YOUR OBJECTIVE: Your task is to copy each line of the listing that contains the word "headscarf".

LISTED ENTRIES:
..............................

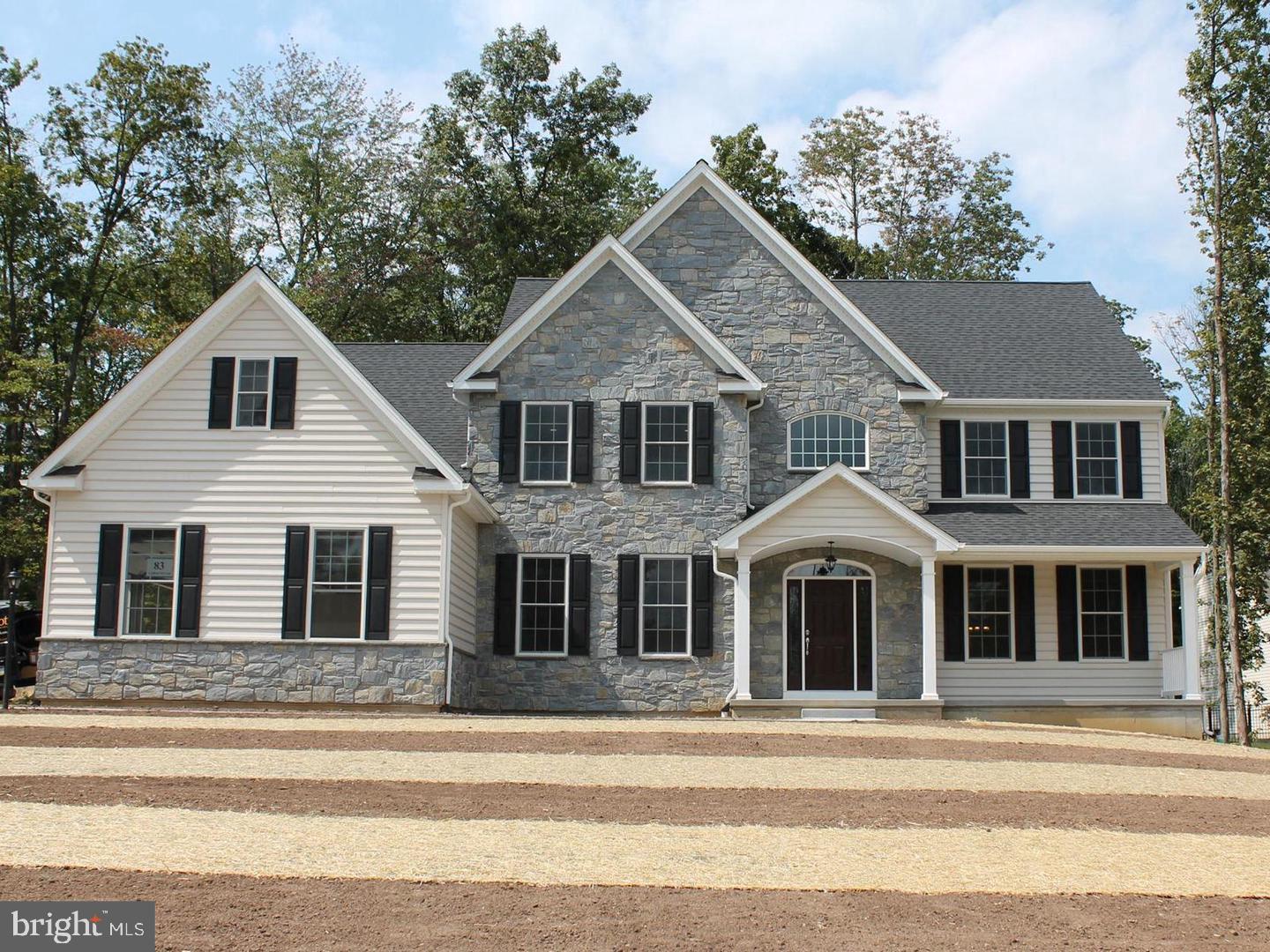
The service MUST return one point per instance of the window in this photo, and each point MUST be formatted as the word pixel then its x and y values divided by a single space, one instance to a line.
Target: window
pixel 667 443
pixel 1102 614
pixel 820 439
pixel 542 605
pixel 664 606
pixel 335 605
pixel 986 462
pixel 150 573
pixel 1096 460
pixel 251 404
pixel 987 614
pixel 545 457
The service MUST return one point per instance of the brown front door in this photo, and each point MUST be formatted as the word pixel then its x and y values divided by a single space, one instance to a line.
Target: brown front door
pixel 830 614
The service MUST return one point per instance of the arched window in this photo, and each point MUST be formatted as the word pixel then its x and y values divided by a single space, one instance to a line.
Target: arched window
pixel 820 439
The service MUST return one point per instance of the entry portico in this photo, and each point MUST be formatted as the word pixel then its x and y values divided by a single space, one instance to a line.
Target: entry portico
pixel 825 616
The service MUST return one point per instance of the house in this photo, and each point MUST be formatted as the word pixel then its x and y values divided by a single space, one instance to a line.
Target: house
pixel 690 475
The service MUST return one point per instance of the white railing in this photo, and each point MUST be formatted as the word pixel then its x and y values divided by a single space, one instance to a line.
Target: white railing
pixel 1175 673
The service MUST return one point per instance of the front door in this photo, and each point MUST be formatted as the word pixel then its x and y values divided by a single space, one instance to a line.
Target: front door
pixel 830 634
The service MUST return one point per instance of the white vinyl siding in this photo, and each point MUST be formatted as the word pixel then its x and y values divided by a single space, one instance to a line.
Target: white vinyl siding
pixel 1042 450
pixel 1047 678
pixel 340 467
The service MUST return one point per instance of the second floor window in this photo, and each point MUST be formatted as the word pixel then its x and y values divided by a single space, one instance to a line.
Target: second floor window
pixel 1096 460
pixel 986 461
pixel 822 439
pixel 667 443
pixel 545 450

..............................

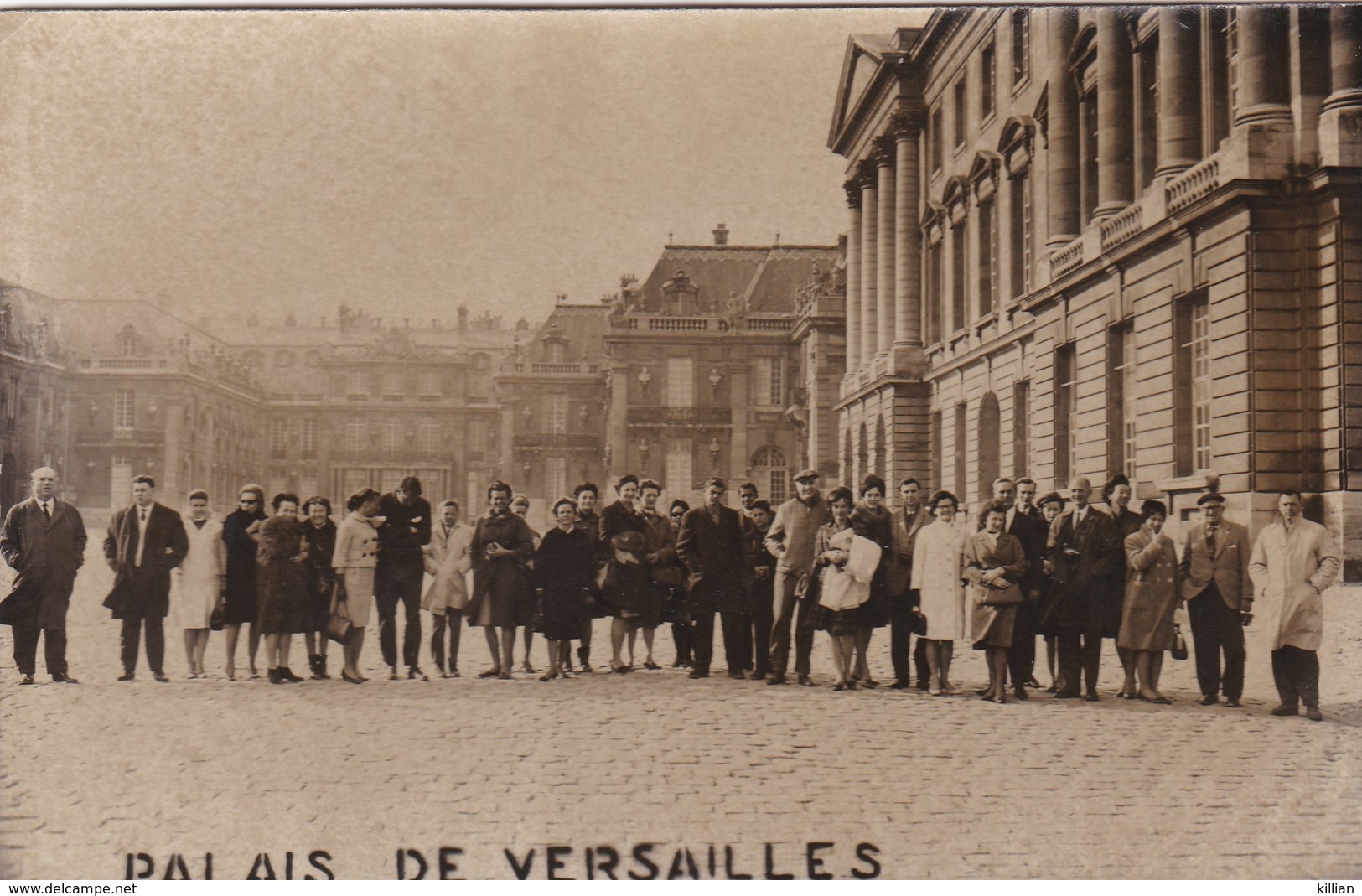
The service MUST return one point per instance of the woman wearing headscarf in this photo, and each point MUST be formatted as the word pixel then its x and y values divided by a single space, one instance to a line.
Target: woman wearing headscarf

..............................

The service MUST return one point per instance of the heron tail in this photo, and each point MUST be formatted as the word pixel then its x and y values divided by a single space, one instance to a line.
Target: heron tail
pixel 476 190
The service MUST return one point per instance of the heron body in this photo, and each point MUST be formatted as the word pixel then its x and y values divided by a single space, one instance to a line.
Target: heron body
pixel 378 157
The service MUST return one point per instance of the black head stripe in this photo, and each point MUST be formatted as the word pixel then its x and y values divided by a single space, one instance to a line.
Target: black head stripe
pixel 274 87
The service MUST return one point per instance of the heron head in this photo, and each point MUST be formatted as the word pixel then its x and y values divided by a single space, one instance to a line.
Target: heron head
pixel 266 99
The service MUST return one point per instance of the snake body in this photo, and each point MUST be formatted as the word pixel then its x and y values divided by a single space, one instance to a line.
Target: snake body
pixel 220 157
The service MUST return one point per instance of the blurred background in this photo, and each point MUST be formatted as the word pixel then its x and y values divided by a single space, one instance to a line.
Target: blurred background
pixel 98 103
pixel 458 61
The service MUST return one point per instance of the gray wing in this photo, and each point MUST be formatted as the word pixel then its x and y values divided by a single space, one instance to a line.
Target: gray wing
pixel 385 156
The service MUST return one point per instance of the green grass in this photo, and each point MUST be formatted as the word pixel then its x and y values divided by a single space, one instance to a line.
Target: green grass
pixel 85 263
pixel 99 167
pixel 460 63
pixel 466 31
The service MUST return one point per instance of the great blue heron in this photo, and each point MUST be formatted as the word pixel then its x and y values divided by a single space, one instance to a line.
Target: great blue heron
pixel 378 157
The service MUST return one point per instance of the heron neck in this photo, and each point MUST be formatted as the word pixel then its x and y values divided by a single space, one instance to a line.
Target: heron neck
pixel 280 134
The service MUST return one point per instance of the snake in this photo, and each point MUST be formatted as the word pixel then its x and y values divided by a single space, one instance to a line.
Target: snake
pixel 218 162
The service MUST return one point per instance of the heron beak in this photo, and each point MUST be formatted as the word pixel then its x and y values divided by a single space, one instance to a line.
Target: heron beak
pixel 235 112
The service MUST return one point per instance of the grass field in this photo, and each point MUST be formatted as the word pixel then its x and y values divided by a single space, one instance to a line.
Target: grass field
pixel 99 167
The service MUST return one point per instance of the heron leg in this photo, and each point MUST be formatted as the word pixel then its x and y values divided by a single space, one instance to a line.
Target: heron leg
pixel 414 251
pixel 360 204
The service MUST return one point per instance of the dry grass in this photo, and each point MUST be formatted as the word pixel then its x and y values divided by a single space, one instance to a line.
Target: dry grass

..............................

OUTPUT OF THE EXERCISE:
The service MUST return one point per instance of the woman wearing headscarf in this photo, and each point MUST be formatted as the word pixel then its x and y values divided by a single space, one instance to a line.
Target: woman wearing headscarf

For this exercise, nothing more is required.